Charging orders: the pros, the cons and the obstacles

30th March 2022

When a debtor owes money to a creditor, there are different routes that a creditor can take to recover the debt that is owed to them and these are available for local authorities (LAs) as well. It is important that a creditor properly considers the most appropriate route to recover the money, and this will depend on the value of the debt and the financial position of the debtor. If the debtor owns a property, a really useful debt recovery tool is to apply for a charging order on the property to secure the debt. Although the creditor must have obtained a court order or judgment against the debtor requiring them to pay a specified sum of money. A benefit for local authorities is that liability orders for unpaid council tax and NNDR is classed as a judgment for the purpose of obtaining a charging order. There is also no minimum debt level to able to apply for a charging order, whereas in order to commence bankruptcy proceedings, the debt must exceed £5,000 which means that in some cases bankruptcy would not be appropriate.

Blake Morgan Partner, Paul Caldicott looks at secured debt and charging orders in an article first published in the April edition of Insights from Institute Of Revenues Rating & Valuation (IRRV).

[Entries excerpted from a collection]
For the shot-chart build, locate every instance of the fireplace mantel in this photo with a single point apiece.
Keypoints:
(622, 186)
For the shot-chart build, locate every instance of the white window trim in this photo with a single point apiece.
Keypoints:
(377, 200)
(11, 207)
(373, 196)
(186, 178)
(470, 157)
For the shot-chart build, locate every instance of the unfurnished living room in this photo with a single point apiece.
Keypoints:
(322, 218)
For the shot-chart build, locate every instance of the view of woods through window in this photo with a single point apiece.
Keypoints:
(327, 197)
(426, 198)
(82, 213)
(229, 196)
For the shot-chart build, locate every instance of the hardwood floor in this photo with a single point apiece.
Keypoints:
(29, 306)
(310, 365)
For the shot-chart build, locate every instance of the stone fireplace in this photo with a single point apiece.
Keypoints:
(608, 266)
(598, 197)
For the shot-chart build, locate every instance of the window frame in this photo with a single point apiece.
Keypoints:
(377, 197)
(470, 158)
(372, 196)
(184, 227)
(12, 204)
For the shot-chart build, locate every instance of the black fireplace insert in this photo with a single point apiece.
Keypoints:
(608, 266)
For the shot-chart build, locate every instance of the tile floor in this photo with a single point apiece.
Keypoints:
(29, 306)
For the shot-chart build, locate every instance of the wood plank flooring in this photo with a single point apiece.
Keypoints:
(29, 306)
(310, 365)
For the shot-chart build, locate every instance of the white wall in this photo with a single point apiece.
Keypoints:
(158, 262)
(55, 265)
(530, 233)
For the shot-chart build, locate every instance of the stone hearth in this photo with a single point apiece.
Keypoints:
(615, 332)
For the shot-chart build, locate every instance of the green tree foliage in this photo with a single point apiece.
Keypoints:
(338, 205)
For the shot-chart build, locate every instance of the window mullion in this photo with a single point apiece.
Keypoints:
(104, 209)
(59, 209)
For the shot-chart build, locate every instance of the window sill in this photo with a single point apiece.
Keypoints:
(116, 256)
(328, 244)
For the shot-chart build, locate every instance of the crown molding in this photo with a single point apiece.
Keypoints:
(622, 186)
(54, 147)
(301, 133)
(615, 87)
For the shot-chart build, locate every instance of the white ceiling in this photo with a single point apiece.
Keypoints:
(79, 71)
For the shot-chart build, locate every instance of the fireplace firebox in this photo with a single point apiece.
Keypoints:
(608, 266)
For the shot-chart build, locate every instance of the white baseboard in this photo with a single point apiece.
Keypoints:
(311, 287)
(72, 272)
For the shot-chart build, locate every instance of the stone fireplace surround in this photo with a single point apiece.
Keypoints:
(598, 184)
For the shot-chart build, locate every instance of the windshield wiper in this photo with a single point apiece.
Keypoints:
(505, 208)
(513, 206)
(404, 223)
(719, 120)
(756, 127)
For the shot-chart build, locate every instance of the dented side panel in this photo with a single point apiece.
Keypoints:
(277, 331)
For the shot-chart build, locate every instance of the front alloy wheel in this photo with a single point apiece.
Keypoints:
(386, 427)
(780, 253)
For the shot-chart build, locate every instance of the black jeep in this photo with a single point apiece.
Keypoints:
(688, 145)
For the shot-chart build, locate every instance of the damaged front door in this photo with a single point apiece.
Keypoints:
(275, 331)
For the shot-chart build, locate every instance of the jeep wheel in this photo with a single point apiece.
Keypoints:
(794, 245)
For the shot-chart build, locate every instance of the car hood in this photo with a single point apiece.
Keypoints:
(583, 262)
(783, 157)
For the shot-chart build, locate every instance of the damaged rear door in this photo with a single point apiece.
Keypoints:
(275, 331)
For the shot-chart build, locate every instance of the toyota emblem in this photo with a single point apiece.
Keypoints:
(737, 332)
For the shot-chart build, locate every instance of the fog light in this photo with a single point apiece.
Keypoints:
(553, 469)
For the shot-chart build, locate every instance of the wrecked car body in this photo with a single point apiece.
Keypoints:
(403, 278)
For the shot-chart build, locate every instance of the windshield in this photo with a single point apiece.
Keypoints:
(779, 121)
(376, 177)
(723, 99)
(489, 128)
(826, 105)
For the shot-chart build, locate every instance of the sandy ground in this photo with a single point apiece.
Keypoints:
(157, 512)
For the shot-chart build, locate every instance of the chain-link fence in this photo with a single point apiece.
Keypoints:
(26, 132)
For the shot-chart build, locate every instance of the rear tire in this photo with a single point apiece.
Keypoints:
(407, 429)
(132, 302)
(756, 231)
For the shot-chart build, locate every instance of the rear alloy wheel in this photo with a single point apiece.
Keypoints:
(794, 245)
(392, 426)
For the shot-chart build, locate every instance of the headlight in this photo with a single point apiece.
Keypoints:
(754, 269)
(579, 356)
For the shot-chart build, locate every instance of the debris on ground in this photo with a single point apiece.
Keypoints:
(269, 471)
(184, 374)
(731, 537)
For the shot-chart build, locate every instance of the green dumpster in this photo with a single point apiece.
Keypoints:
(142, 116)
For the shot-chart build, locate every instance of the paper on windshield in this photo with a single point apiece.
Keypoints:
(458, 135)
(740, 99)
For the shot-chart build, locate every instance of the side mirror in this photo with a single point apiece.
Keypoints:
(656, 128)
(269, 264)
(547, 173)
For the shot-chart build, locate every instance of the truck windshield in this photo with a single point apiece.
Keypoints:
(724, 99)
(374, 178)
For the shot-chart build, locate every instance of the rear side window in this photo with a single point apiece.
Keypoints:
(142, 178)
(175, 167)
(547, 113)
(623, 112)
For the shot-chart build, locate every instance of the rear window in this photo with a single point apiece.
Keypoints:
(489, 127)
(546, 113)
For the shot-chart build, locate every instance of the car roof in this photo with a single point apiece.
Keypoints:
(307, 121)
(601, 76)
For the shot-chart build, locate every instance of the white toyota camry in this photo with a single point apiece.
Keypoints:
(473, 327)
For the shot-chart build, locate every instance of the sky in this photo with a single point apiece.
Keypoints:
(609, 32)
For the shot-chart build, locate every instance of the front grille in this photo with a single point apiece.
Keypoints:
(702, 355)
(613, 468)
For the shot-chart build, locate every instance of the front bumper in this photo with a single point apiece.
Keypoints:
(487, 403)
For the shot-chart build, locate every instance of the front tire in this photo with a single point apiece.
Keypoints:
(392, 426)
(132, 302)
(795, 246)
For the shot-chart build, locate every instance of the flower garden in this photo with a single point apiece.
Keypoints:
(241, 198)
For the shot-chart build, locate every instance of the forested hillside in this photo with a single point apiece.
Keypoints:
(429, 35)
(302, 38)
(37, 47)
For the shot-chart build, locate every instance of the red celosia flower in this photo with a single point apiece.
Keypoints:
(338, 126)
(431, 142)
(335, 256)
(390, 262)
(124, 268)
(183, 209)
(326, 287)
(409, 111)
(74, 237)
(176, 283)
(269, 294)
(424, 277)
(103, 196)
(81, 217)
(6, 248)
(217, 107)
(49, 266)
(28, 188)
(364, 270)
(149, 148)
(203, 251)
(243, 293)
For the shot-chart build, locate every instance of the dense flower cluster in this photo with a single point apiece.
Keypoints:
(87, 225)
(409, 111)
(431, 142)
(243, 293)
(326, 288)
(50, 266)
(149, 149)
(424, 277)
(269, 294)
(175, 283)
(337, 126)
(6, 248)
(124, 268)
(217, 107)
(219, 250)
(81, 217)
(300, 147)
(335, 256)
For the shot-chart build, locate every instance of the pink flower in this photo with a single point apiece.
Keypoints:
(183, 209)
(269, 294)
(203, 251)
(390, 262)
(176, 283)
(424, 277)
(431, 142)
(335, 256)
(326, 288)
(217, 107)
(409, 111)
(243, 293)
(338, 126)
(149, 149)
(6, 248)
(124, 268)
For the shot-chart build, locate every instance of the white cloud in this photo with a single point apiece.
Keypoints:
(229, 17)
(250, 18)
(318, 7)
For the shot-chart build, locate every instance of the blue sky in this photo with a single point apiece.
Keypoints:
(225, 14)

= What you need to do =
1 > According to the article on charging orders, how large must a debt be before bankruptcy proceedings can be started?
2 > Summarize the article on charging orders in two sentences.
3 > Continue the article on charging orders from the point where it stops.
None of the entries is needed for this work.

= Per-task answers =
1 > The debt must exceed £5,000.

2 > A creditor, including a local authority, should pick the most suitable way to recover a debt based on its size and the debtor's finances, and a charging order on a debtor's property is a useful tool once the creditor has a court order or judgment for a set sum. Local authorities benefit because liability orders for unpaid council tax and NNDR count as judgments for this purpose, and unlike bankruptcy, which requires a debt over £5,000, a charging order has no minimum debt level.

3 >
What does a charging order do?

Obtaining a charging order over a property is a route which ensures the creditor secures interest in the debtor’s property. This means that when the debtor comes to sell their property, the creditor would be entitled to receive payment of the debt owed to them from the proceeds of the sale, including interest and costs. The main steps of obtaining a charging order include:

  • Sending an N379 Application for a Charging Order to the court along with liability orders and Title
  • Serving Interim Charging Order on debtor and creditors (if applicable)
  • Registering the Interim Charging Order on the Title
  • Drafting certificate of service(s)
  • Applying for a Final Charging Order to the court
  • Serving Final Charging Order on debtor and creditors (if applicable)
  • Registering the Final Charging Order on the Title
  • Drafting certificate of service(s)

Although this process is relatively simple, there are some obstacles which can make the process more difficult.

When a charging order has been obtained from the court, the Interim Charging Order and Final Charging Order can be registered against the debtor’s property and this is what secures the creditors debt. Unfortunately if a debtor has a number of charges already secured of their property (this will be entries listed on their Land Registry Title) it may mean that there may not be enough equity in the debtor’s property so the creditor may not receive their money as it will be distributed in order of priority of the entries on the title. Due to this, it is good practice to determine the value of the property in order to calculate the minimum equity before proceeding to ensure obtaining a charging is not ‘fruitless’.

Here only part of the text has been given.